[[ Excerpt to read, beginning ]]
DFL legislators in the House weren’t able to garner support from all 70 of their members on a bill that would make Minnesota the 12th state in the nation to mandate businesses provide paid family and medical leave for their employees.
But they got enough votes to get the job done, and passed the hotly-contested HF2 on Tuesday with a 68-64 vote, along mostly party lines. Two DFL legislators who voted against final passage of the bill were Dave Lislegard, of Aurora, and Gene Pelowski, of Winona.
Democrats in the Senate won’t have any wiggle room if they hope to pass the bill in the waning days of the legislative session, as they hold just a one-vote margin over Republicans in that chamber.
HF2 would establish a state-run insurance program that would provide workers up to 12 weeks of paid family leave and 12 weeks of medical leave per year. The program would be funded by an increase on employer payroll taxes and go into effect by July 1, 2025. No Republicans in the House supported the bill. They instead offered a slimmed down version via a floor amendment that failed to pass by a 4-vote margin, but received support from DFler Lislegard.
Will any DFLers vote “no” on HF2 in its current form when it hits the Senate floor later this month?
Democratic senators from Greater Minnesota — Rob Kupec of Moorhead, Grant Hauschild of Hermantown and Aric Putnam of St. Cloud — refrained from commenting on the bill when it came through the Senate Jobs and Labor committees they sit on earlier this session.
Kupec has intimated to media in his Senate district that he favors some form of paid family and medical leave legislation but didn’t elaborate on specifics. Hauschild has also expressed support outside the Capitol. Another first-term DFL senator, Judy Seeberger of Afton, has been quiet on the bill. But according to a MinnPost article last fall Seeberger expressed support for some form of the legislation. All of those votes will be key for the DFL in securing passage of HF2 in the Senate, where Democrats hold just a 34-33 majority over Republicans.
House Republicans and DFLers debate mandates on businesses
Prior to its passage on the House floor on Tuesday, Democrats and Republicans debated competing versions of what a paid family and medical leave system might look like in Minnesota.
House sponsor Rep. Ruth Richardson, DFL-Mendota Heights, said the legislation presents a “long-overdue safety net” to correct racial and socioeconomic disparities among workers whose employers don’t currently offer paid medical and family leave.
Republicans argue that the legislation’s “one-size-fits-all” approach will harm independent and small businesses across the state. Several representatives from business community organizations submitted written opposition to the bill or testified before committees, arguing it would harm small business owners by increasing payroll taxes dramatically and that its mandatory component is an outlier compared to other states with similar programs.
Funding for the new state-mandated benefit program would be kick-started with nearly $670 million from the budget surplus before revenues collected by a new tax on employers would begin to accrue, according to language in the bill. These funds would be overseen by a new office of “Family and Medical Benefits Insurance” managed by DEED.
[[ Excerpt to read, end ]]
[[ Data for review, beginning ]]
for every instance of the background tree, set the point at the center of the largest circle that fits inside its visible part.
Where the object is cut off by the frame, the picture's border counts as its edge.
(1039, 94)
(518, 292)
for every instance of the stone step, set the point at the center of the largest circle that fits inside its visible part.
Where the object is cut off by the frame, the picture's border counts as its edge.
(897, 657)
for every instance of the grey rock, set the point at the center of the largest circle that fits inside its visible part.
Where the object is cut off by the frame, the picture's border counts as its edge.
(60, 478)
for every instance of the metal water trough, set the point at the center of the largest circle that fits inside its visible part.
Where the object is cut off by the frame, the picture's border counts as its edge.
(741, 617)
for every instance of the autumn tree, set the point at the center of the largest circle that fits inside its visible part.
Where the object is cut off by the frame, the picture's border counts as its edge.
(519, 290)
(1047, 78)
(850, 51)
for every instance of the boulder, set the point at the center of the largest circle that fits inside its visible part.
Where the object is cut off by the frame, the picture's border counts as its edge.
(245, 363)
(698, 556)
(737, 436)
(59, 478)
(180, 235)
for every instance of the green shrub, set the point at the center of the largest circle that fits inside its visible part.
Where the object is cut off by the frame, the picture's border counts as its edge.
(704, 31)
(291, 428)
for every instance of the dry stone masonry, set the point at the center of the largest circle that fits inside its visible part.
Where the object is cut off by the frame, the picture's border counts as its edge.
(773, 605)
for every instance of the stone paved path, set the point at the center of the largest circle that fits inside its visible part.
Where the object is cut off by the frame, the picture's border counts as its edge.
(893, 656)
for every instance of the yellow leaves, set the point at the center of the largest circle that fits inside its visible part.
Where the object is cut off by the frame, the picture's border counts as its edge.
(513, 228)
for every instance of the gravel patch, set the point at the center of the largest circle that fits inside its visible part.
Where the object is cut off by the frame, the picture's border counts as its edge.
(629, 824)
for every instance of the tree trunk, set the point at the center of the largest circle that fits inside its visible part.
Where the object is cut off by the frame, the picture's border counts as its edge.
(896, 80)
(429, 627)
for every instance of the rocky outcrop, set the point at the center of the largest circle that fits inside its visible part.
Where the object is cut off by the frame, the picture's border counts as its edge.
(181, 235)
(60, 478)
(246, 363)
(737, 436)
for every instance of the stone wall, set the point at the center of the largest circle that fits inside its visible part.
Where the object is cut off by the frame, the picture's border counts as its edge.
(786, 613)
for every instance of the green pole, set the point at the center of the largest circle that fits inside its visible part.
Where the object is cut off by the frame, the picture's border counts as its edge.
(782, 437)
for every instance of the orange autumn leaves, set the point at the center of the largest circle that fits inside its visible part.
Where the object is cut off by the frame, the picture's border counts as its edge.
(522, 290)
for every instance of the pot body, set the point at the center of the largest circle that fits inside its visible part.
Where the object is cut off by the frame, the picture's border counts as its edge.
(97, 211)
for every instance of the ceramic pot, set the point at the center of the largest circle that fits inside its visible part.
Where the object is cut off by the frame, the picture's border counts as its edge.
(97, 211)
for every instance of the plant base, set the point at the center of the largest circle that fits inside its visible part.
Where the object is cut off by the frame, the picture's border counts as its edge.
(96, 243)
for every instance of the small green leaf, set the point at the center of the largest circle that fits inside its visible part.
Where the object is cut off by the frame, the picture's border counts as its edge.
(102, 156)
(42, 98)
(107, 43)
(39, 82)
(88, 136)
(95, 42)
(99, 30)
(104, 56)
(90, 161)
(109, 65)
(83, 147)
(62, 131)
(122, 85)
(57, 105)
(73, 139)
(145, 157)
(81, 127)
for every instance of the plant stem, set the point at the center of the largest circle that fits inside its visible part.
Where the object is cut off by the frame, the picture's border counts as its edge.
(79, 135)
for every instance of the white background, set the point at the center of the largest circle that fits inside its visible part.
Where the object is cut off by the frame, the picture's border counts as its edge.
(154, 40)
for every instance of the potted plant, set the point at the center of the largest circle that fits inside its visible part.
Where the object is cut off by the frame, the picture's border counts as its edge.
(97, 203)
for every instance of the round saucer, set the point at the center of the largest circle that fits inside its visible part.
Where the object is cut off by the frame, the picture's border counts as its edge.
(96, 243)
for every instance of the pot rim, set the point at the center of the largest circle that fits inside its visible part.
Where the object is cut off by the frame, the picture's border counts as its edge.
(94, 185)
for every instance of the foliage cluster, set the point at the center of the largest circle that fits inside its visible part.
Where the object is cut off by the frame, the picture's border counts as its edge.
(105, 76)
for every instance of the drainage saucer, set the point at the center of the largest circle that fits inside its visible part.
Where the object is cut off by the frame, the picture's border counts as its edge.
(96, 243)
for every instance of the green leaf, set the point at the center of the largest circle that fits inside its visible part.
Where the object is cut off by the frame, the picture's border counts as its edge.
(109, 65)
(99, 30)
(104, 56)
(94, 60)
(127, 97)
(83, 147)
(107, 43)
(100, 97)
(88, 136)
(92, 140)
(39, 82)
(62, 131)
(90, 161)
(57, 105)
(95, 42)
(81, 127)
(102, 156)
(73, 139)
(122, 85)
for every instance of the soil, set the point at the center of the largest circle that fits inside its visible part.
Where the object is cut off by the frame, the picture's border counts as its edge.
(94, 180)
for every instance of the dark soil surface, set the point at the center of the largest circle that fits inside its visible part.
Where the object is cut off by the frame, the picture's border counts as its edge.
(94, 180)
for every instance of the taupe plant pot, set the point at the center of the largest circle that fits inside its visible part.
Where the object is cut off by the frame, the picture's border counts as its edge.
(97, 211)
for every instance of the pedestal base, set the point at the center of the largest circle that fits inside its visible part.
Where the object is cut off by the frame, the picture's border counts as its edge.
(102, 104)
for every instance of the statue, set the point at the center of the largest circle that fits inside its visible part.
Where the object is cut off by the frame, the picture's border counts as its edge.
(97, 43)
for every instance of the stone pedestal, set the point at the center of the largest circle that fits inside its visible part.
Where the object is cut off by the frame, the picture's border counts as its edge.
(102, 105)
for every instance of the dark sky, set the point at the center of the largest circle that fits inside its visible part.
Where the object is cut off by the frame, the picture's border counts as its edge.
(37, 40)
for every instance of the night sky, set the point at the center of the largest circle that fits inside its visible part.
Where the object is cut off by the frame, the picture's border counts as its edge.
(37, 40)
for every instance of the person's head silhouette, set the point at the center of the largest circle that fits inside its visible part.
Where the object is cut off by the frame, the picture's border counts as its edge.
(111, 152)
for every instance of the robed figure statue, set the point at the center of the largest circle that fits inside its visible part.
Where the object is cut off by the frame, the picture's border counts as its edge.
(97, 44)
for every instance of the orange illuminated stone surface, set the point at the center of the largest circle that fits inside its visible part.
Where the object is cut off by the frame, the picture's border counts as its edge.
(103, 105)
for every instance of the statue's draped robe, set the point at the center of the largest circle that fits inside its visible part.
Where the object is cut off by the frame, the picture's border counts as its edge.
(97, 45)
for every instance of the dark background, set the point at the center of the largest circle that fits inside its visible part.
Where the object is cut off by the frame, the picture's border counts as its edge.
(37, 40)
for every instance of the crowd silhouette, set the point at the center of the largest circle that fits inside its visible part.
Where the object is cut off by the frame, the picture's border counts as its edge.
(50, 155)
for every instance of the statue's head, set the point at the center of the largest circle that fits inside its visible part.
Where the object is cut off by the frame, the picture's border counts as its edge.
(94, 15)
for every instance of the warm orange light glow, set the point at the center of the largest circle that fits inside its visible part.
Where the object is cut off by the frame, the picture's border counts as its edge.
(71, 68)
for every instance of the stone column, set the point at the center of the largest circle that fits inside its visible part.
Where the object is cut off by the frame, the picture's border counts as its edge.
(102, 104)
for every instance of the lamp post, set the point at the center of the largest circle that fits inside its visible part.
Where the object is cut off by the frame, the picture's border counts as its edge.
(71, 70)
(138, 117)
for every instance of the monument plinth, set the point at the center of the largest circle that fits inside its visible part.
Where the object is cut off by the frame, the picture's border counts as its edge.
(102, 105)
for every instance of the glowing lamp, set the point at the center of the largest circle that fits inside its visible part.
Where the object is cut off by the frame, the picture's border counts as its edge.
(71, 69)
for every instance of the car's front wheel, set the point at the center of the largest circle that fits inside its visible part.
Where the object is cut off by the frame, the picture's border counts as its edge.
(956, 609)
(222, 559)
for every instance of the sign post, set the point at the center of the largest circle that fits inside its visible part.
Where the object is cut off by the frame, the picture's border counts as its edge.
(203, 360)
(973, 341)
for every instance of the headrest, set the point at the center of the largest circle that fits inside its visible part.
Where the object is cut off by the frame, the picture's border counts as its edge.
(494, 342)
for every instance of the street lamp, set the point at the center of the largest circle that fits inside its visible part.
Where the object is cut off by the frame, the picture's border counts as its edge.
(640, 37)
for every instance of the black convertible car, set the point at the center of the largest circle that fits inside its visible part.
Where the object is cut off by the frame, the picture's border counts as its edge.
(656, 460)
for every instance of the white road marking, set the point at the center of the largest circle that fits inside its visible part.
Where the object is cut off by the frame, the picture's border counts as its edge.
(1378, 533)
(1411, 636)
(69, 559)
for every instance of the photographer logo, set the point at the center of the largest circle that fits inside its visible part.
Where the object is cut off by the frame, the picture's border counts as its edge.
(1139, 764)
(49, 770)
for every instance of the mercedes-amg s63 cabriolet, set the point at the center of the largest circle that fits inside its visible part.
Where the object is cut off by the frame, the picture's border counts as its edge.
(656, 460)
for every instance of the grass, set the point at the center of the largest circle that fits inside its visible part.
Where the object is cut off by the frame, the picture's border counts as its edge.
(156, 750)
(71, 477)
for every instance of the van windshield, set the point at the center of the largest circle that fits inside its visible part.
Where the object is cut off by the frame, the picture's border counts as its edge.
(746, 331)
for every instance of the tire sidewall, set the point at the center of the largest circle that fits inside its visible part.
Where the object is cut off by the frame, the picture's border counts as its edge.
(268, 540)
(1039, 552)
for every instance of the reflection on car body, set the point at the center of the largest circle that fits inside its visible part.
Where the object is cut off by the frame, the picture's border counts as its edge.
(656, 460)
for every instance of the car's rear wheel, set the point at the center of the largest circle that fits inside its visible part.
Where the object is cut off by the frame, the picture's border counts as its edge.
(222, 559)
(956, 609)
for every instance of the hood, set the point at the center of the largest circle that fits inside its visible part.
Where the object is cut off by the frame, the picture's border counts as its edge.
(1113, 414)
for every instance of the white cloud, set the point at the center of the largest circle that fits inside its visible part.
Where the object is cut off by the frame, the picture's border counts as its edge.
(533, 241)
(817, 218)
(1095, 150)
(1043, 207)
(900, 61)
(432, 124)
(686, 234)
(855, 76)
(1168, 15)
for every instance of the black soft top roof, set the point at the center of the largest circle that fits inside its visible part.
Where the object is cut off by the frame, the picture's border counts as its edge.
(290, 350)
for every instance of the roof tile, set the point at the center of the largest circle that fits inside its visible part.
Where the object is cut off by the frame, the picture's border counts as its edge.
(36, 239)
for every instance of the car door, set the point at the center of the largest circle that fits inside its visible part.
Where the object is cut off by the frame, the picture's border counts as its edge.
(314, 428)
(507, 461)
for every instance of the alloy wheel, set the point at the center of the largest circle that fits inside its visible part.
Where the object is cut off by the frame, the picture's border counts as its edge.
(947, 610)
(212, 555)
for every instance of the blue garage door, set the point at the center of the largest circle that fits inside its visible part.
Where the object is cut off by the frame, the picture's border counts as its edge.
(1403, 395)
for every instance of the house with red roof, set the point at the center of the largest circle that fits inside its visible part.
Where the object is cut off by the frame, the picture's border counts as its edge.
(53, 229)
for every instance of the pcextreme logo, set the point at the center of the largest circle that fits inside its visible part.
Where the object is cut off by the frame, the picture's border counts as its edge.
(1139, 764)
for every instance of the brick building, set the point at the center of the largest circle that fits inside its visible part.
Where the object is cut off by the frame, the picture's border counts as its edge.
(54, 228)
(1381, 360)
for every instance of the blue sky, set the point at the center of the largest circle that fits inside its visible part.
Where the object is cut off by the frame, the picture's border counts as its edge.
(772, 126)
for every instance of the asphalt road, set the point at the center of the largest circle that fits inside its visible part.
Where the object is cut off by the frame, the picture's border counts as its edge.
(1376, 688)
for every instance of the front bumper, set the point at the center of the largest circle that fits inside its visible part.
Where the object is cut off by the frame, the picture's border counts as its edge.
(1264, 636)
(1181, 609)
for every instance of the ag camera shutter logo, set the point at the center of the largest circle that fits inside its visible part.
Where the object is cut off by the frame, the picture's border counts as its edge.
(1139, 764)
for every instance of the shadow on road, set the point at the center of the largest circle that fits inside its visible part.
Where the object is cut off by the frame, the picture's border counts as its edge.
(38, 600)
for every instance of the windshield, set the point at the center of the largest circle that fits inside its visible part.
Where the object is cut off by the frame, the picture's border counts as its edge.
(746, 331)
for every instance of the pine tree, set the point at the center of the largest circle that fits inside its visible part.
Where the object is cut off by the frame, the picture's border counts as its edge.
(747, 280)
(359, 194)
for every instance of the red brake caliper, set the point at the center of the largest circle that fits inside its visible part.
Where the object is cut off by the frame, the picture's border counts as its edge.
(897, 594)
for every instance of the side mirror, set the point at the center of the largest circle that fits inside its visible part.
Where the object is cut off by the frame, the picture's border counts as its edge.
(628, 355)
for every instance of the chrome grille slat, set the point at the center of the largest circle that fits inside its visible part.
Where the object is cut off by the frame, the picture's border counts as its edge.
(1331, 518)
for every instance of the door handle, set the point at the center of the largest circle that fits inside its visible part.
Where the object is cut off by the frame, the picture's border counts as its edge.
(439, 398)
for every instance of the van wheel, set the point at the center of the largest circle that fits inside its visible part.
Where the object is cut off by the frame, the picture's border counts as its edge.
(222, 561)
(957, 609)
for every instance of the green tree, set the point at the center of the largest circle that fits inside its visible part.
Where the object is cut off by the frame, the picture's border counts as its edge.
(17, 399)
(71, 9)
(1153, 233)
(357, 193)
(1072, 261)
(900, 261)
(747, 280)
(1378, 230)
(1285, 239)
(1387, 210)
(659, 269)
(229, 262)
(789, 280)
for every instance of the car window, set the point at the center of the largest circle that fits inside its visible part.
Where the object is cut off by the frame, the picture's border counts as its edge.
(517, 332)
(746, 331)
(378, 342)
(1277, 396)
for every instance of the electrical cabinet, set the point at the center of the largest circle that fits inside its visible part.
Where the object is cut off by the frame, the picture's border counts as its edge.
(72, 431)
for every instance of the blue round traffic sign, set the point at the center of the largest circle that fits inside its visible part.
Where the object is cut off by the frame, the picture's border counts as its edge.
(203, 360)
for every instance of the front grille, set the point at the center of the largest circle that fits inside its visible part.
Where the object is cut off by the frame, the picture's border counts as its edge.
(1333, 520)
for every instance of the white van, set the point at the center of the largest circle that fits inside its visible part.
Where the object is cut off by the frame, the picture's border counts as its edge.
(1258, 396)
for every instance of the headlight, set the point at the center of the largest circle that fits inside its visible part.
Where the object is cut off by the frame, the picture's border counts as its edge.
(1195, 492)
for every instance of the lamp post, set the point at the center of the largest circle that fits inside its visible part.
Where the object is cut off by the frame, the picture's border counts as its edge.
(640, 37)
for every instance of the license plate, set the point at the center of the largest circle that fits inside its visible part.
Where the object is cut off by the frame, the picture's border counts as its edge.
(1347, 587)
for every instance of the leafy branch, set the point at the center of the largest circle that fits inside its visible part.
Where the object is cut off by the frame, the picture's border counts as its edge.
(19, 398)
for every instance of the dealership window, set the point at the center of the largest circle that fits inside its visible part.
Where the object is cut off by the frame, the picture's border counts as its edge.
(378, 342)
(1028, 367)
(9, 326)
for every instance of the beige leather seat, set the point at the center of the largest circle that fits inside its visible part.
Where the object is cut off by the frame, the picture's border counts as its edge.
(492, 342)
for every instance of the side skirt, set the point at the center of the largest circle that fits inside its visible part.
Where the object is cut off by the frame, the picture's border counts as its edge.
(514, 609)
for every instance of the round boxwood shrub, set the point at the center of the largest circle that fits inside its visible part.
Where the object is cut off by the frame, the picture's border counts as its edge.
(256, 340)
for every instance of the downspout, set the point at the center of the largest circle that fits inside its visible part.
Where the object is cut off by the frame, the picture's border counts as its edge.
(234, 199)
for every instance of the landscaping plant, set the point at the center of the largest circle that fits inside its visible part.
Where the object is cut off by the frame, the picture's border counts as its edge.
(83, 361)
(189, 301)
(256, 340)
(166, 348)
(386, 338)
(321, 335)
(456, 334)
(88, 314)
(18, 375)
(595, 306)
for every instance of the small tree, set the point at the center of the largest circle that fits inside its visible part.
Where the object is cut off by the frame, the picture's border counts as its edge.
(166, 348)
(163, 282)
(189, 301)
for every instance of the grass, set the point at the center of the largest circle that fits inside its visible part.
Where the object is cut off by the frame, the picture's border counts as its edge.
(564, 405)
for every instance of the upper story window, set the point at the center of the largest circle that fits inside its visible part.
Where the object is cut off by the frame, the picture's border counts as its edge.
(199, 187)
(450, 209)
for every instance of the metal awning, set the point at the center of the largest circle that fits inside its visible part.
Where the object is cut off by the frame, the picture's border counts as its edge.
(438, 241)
[[ Data for review, end ]]
* [Tasks to perform]:
a) Answer these questions using the article on Minnesota's paid leave bill:
(i) What was the House vote on HF2?
(ii) How many weeks of paid family leave per year would the program provide?
(iii) What majority do Democrats hold over Republicans in the Senate?
b) Extend the article on Minnesota's paid family and medical leave bill with new paragraphs that follow its last sentence.

* [Results in order]:
a)
(i) 68-64
(ii) Up to 12 weeks
(iii) 34-33

b)
Employers who already have or begin equivalent or greater private plans would not be required to pay premiums into the state program.
Near the outset of seven hours of debate over the hotly contested legislation, Rep. Dave Baker, R-Willmar, offered an amendment that would have replaced the bill in its entirety with what he described as a “more realistic approach” that would eliminate the mandate on employers but allow them to voluntarily enroll in a plan the state provides via a preferred insurance company. Employers participating in that plan would receive small business tax credits as incentive to enroll in the program.
“Families and employees would love something like this,” said Baker. “But ‘how do we get there?’ is what [this amendment] does today.”
“Members, if you took this [amendment] today, we could have a private program up and running by the end of this year. Because it’s already being done in other states,” said Baker, comparing his plan as similar to one that debuted in New Hampshire earlier this year.
After that amendment failed, Republicans were able to get bipartisan support for an amendment offered by Rep. Harry Niska, R-Ramsey, that would require anyone who fraudulently obtains paid family leave benefits to be reported to the county attorney.
Language in the bill would allow the Department of Employment and Economic Development to raise payroll taxes to maintain the program’s solvency. Under the Senate version of the bill, the commissioner would not be able to raise taxes beyond 1.2 percent of a worker’s taxable wages.
During the committee hearing process, Republicans in both chambers argued the legislation would harm small businesses in a number of ways, especially those who have small workforces that won’t be able to hire additional staff soon enough to cover the responsibilities of employees taking paid leave.
Democrats also added language to the bill during the House floor debate that would permit an additional six weeks of pregnancy leave on top of the 18-week maximum if there are documented complications with the pregnancy.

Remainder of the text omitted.